Work to be completed:
Reproduce nothing but the closing run of lines: the line with "of the drinking" and each line that follows it to the end of the data.
[BEGIN Records for this exercise]
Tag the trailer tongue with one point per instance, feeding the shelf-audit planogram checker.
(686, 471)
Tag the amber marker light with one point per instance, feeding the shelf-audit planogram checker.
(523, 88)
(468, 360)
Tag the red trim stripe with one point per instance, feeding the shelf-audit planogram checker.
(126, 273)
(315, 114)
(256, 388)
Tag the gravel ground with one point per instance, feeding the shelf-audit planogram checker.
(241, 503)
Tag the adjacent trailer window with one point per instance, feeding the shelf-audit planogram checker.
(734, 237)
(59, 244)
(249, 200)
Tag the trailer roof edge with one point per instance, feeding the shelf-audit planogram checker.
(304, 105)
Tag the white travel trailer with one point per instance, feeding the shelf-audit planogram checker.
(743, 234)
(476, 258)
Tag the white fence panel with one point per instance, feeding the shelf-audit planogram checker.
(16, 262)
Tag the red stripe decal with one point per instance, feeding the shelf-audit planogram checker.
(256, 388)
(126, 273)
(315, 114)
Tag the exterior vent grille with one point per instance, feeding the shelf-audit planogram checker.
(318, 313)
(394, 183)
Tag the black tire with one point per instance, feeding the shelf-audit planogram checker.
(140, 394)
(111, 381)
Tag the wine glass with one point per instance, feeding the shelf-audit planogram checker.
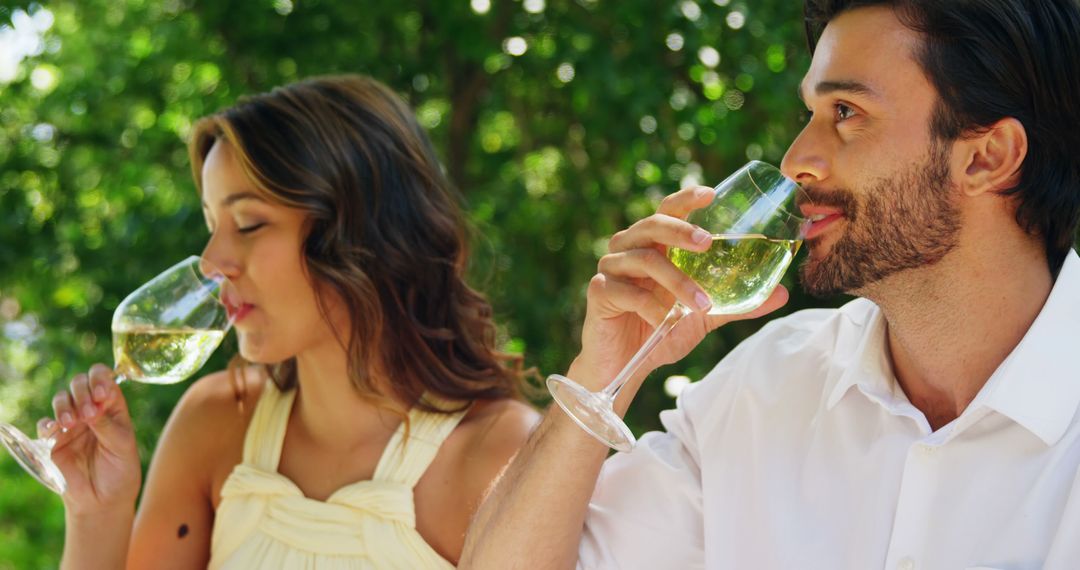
(756, 232)
(162, 333)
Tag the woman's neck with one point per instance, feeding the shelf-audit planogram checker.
(331, 409)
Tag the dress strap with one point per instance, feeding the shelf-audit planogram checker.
(266, 433)
(405, 460)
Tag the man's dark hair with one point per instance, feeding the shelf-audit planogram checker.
(991, 59)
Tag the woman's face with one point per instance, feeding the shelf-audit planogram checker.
(258, 246)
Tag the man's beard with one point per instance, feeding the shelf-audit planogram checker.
(904, 221)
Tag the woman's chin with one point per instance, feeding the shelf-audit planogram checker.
(255, 352)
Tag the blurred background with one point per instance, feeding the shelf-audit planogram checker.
(562, 122)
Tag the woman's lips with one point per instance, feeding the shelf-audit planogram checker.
(237, 313)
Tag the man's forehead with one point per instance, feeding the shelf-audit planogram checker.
(865, 46)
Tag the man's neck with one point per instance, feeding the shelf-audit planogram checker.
(952, 325)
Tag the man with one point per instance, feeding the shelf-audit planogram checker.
(933, 422)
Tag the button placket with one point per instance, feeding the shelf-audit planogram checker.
(914, 505)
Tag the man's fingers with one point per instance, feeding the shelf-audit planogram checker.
(48, 428)
(652, 265)
(64, 409)
(687, 200)
(660, 229)
(621, 297)
(84, 407)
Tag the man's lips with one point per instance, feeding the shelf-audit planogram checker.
(821, 225)
(821, 218)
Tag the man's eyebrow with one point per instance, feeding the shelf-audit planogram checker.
(232, 199)
(826, 87)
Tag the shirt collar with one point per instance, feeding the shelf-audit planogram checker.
(867, 365)
(1035, 385)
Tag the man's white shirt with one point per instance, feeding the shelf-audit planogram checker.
(799, 450)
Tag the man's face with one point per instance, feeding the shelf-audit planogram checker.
(879, 182)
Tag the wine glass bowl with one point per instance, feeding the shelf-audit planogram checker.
(162, 333)
(756, 232)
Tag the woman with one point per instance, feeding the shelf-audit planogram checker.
(373, 410)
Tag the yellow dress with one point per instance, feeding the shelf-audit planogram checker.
(265, 521)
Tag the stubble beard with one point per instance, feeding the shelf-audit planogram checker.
(901, 222)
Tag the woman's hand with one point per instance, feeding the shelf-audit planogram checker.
(96, 453)
(635, 287)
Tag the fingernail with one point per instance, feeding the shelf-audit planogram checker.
(702, 300)
(700, 235)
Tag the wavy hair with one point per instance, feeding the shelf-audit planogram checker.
(385, 232)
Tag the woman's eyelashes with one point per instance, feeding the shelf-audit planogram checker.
(250, 228)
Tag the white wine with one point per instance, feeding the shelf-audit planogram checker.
(162, 356)
(739, 271)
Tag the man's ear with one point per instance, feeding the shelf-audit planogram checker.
(993, 158)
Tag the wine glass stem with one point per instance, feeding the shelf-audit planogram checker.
(669, 323)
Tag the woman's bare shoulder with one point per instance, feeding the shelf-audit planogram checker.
(211, 419)
(495, 430)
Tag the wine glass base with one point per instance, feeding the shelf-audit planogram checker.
(592, 411)
(35, 456)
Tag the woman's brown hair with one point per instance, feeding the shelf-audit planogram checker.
(386, 233)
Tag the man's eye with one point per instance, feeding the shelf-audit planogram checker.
(844, 112)
(250, 229)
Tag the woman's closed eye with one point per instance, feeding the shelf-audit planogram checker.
(251, 228)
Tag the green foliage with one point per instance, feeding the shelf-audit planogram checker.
(561, 125)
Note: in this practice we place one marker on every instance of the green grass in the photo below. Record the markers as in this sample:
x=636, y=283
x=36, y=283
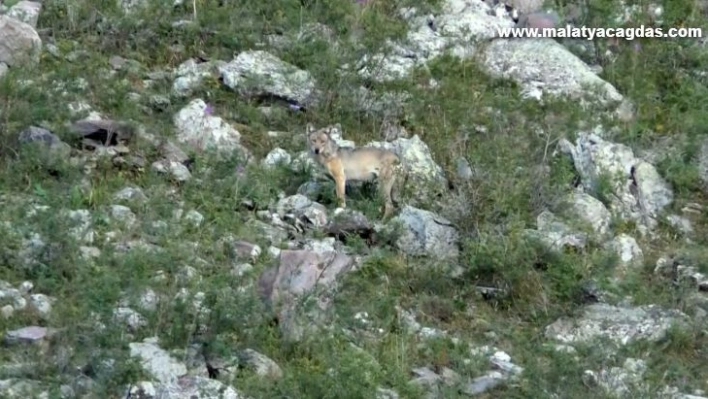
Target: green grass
x=539, y=286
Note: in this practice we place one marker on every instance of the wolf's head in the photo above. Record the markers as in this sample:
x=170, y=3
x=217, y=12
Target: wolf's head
x=320, y=141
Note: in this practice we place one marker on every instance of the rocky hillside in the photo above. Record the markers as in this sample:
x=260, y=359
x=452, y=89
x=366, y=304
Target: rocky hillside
x=164, y=232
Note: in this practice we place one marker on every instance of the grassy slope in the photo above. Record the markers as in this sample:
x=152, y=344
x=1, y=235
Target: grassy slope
x=506, y=200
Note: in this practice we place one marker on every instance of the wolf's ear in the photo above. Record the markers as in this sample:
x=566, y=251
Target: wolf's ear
x=309, y=128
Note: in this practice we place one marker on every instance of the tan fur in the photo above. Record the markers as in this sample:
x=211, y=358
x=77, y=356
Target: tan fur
x=360, y=164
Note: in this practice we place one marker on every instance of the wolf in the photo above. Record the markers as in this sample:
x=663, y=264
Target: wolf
x=360, y=164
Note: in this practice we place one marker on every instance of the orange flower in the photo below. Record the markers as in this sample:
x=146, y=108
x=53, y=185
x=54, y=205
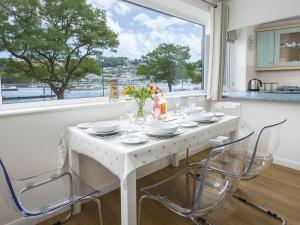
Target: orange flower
x=150, y=89
x=125, y=90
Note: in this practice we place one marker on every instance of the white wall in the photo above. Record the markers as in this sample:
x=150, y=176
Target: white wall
x=28, y=143
x=244, y=13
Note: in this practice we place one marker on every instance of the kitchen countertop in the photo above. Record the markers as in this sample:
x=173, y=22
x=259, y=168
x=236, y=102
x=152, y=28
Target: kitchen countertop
x=263, y=96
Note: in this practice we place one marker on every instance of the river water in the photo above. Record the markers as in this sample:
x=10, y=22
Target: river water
x=72, y=94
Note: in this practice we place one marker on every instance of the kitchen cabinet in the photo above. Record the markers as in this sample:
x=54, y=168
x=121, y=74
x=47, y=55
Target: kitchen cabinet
x=278, y=48
x=265, y=49
x=287, y=47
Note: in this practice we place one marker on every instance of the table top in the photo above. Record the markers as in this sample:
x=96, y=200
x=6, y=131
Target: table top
x=122, y=158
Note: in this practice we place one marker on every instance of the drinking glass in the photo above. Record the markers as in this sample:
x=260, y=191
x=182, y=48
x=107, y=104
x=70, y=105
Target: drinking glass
x=192, y=102
x=177, y=103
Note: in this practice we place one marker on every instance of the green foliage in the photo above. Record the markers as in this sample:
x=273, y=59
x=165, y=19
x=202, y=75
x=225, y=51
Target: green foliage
x=52, y=41
x=194, y=71
x=115, y=61
x=165, y=63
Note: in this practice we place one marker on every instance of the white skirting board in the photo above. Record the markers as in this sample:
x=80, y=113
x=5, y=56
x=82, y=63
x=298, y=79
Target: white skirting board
x=148, y=169
x=288, y=163
x=111, y=185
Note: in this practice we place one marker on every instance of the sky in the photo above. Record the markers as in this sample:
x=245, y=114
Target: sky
x=141, y=30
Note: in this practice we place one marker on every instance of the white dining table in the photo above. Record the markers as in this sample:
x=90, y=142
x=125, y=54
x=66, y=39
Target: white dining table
x=123, y=160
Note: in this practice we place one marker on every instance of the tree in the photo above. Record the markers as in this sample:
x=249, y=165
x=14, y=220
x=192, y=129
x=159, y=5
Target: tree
x=165, y=63
x=194, y=71
x=53, y=41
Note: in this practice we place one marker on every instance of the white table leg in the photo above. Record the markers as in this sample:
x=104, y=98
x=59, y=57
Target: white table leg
x=175, y=160
x=74, y=165
x=128, y=200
[END Records for this exercise]
Answer to the task:
Note: in this practice we place one marker on every instance of the drinking glass in the photo above. Record the markers as in this sample:
x=260, y=191
x=182, y=48
x=107, y=104
x=70, y=105
Target: drinking glass
x=192, y=102
x=177, y=103
Note: in this practice we place one marker on every instance of the green foliage in the photo above. Record the markers as in this sample:
x=273, y=59
x=165, y=19
x=202, y=75
x=225, y=51
Target: green foliage
x=52, y=41
x=194, y=71
x=115, y=61
x=165, y=63
Note: in this practice we place one marker on every instance of the white skirting board in the photo above. Record the markers as in this sample:
x=80, y=113
x=5, y=56
x=82, y=63
x=298, y=79
Target: white skirting board
x=148, y=169
x=288, y=163
x=111, y=185
Note: in this practice we place one marker on every instance of the sky in the photo above. Record the markers as in this sample:
x=245, y=114
Target: sky
x=141, y=30
Note: in this practice we place one marker on every instance of the white dining table in the photo above. Record the markers as in this sample:
x=90, y=142
x=125, y=54
x=66, y=39
Target: white dining table
x=123, y=160
Note: in this practice we place one marker on every instance of the tree in the photo above. Record the markers as in this sample:
x=249, y=165
x=14, y=220
x=192, y=129
x=159, y=5
Target: tree
x=165, y=63
x=194, y=71
x=53, y=41
Note: in this practice we place one marker on every instance of the white table leg in the photo above. Record the markers as in this sample:
x=104, y=98
x=59, y=57
Target: white table leg
x=175, y=160
x=74, y=165
x=128, y=200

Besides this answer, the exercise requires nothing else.